Problem requirements:
The records that follow are to be repeated without alteration.
=====
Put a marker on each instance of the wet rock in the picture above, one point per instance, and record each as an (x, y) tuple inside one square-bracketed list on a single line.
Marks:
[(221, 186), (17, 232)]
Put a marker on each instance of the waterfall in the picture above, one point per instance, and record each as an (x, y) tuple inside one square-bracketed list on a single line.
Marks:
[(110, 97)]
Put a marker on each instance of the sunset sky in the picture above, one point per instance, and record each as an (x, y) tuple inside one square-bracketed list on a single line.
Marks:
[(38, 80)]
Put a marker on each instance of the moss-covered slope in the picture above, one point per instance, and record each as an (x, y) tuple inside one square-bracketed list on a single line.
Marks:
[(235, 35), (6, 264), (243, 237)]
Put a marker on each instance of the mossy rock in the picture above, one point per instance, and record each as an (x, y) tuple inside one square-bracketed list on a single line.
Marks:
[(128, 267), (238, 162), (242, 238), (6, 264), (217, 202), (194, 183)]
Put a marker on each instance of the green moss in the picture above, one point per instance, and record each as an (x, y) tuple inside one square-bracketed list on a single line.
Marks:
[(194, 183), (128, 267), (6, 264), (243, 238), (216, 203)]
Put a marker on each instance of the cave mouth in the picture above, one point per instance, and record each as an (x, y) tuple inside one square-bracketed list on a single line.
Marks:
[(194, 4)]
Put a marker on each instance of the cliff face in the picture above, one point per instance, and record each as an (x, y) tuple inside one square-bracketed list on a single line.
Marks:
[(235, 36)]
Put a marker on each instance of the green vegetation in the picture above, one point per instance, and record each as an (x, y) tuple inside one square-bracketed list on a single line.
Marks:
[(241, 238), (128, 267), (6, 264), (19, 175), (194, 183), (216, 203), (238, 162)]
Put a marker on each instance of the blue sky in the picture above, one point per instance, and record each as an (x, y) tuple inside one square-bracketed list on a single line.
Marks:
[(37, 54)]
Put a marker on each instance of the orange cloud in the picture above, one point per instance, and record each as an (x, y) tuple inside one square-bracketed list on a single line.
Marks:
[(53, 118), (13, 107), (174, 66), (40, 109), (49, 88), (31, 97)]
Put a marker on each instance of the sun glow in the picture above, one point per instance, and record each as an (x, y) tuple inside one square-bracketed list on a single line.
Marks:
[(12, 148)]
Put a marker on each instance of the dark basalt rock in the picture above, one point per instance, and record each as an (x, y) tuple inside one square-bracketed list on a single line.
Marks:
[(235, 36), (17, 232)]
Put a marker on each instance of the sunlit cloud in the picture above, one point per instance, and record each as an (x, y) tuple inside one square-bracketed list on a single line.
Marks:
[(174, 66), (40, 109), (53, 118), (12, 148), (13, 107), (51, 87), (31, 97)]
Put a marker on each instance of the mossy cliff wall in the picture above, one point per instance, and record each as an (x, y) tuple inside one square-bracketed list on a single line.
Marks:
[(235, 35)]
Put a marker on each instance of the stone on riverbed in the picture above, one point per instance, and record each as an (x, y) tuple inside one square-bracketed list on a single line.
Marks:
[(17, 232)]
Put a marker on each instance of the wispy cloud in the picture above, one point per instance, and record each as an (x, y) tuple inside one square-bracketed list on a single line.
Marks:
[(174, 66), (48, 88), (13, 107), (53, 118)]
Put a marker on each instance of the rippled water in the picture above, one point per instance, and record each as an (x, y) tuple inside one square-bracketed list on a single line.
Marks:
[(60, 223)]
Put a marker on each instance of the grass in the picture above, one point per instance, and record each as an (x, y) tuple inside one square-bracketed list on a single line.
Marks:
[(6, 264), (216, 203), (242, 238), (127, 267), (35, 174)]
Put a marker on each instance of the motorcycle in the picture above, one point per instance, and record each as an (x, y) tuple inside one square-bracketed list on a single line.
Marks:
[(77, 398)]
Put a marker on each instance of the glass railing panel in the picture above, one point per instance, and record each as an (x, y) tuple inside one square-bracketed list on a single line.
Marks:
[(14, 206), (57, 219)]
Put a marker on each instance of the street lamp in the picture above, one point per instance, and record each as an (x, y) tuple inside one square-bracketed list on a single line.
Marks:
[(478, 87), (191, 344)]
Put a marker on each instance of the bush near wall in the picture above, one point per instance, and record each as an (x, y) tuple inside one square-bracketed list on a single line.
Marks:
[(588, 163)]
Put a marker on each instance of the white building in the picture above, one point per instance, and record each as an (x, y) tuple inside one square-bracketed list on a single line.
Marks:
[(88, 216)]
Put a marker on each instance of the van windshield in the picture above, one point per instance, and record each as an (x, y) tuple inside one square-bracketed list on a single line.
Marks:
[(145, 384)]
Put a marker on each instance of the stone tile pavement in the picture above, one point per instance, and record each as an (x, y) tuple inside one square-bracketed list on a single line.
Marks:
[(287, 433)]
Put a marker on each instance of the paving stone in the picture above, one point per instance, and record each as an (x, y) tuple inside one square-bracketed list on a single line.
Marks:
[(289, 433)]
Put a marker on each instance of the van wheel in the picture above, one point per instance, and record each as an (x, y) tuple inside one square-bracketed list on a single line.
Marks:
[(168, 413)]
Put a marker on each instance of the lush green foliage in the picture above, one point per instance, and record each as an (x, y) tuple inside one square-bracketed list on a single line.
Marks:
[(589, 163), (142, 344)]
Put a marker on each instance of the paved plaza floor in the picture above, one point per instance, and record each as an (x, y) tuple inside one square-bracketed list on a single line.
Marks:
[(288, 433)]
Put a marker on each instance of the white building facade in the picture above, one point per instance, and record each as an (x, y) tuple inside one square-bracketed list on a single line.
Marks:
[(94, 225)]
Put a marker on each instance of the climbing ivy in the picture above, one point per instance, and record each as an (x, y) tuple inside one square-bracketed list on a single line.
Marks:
=====
Result for this task:
Put a marker on each instance of the wet rock in the picture above, one point per instance, and record each as an (x, y) tuple inside one square-bracketed list on a single line.
Marks:
[(221, 186), (17, 232)]
Put a marker on each instance of the waterfall in the picture above, one point per instance, and record each as an (x, y) tuple inside one square-bracketed list on a single line.
Marks:
[(110, 97)]
Put a marker on each instance of the sunset sky in the picture above, one point per instance, and record each as an (x, y) tuple inside one square-bracketed list on a single line.
Marks:
[(38, 80)]
Put a marker on each instance of the moss-covered slope in the picture above, one point per instance, and record each as an (x, y) tuple inside one square-bracketed list on a single line.
Marks:
[(235, 35), (6, 264), (243, 237)]
Put a marker on each instance of the mossy rock in the picture above, one point per instance, and record each as an (x, y) tuple inside one square-bracketed list on a single line.
Marks:
[(128, 267), (238, 162), (242, 238), (6, 264), (217, 202), (194, 183)]
Put a marker on each instance of the green moss in the picture above, one point per instance, and record each as an (x, y) tuple inside one square-bracketed list on a single line.
Marks:
[(194, 183), (128, 267), (6, 264), (243, 238), (216, 203)]
Put a marker on each instance of the cave mouth in the picture above, one point per instance, and record each as an (x, y) tuple inside one square-bracketed list on a single line.
Marks:
[(194, 4)]
Put a marker on each instance of the cliff face in the picture above, one point per instance, and record each as an (x, y) tuple inside one square-bracketed list on a single line.
Marks:
[(235, 36)]
Put a marker on each instance of the green vegetation in the picture above, one point per instance, and record each as an (x, y) tuple inside one square-bracketed list on a single line.
Marks:
[(241, 238), (128, 267), (6, 264), (19, 175), (194, 183), (216, 203), (238, 162)]
Put a marker on each instance of the blue sky in the picture above, one point per instance, and record each as an (x, y) tuple inside one square-bracketed list on a single line.
Marks:
[(37, 54)]
Put a marker on each instance of the orange cloud in the picture above, one point per instance, and record each as an (x, y) tuple inside one square-bracketed list on a single line.
Marks:
[(53, 118), (13, 107), (174, 66), (40, 109), (49, 88), (31, 97)]
Put a marker on each instance of the sun glow in the picture above, one point per instance, and record each as an (x, y) tuple inside one square-bracketed list on a single line.
Marks:
[(12, 148)]
Put a marker on each instance of the dark basalt rock in the picture above, one point per instance, and record each as an (x, y) tuple inside one square-bracketed list on a single line.
Marks:
[(235, 36), (17, 232)]
Put a marker on each instance of the sunlit cloud in the picture above, one point per instance, and record each as an (x, y) tuple inside one square-bracketed list on a single line.
Marks:
[(174, 66), (40, 109), (53, 118), (12, 148), (13, 107), (51, 87), (31, 97)]
Put a marker on each instance of the mossy cliff wall in the picture above, one point per instance, and record each as an (x, y) tuple inside one square-bracketed list on a single line.
Marks:
[(235, 35)]
Put a marker on each instance of the stone on riverbed in the picture above, one point per instance, and record each as an (x, y) tuple inside one square-bracketed list on a single line.
Marks:
[(17, 232)]
Put a marker on each instance of the wispy cloud in the picture above, one point per instance, and record each as an (x, y) tuple inside one square-bracketed list on a single line.
Marks:
[(174, 66), (48, 88), (13, 107), (53, 118)]
Put a marker on each instance of the rippled water in the picture above, one point per instance, and record each as an (x, y) tuple inside one square-bracketed list on a single line.
Marks:
[(60, 223)]
Put a marker on each instance of the grass in the picture above, one point per instance, and record each as an (x, y) tuple inside one square-bracketed list on a single line.
Marks:
[(6, 264), (216, 203), (242, 238), (127, 267), (35, 174)]
Put a marker on each instance of the motorcycle in the picture above, one point per instance, and record each as an (x, y) tuple inside one square-bracketed list on a single line.
Marks:
[(77, 398)]
Put a marker on each instance of the glass railing panel in the picture above, one point per instance, and record each as an (x, y) tuple inside one square-bracketed list on a single line.
Marks:
[(14, 206), (57, 219)]
Put a marker on each instance of the street lamp in the picture above, one point per instance, and record each as an (x, y) tuple inside one square-bracketed list on a single line.
Marks:
[(478, 87), (191, 344)]
Put a marker on each instance of the bush near wall in the picture above, one point per instance, and record each as an (x, y) tuple inside one square-bracketed list on a single line.
Marks:
[(588, 163)]
Put a marker on each instance of the white building in the picture above, one point per instance, and record each as an (x, y) tuple inside one square-bracketed list on a single line.
Marks:
[(88, 216)]
Put a marker on each instance of the van windshield in the picture above, one point per instance, and record each as an (x, y) tuple inside one square-bracketed list on a single line.
Marks:
[(145, 384)]
Put a marker on each instance of the stone tile pavement in the picture above, one point per instance, and record each as an (x, y) tuple inside one square-bracketed list on a single line.
Marks:
[(287, 433)]
Put a marker on each instance of the paving stone in the picture above, one point per instance, and record each as an (x, y) tuple inside one square-bracketed list on a single line.
Marks:
[(289, 433)]
Put a marker on each instance of the van wheel in the picture above, one point per instance, and record each as an (x, y) tuple inside one square-bracketed list on a single line.
Marks:
[(168, 413)]
Put a marker on each instance of the lush green foliage in the picture above, one point per instance, and record each as an (x, y) tuple inside one square-bracketed list on a single line.
Marks:
[(589, 163), (142, 344)]
Put a marker on each instance of the paved plaza floor in the picture above, one point per instance, and record each as an (x, y) tuple inside one square-bracketed list on a single line.
Marks:
[(288, 433)]
Put a marker on each instance of the white building facade in the picture above, one point per instance, and record each as an (x, y) tuple inside one square-bracketed list on a single line.
Marks:
[(94, 225)]
Put a marker on each instance of the climbing ivy in the picture above, one point per instance, and record each as an (x, y) tuple inside one square-bracketed list on a single line.
Marks:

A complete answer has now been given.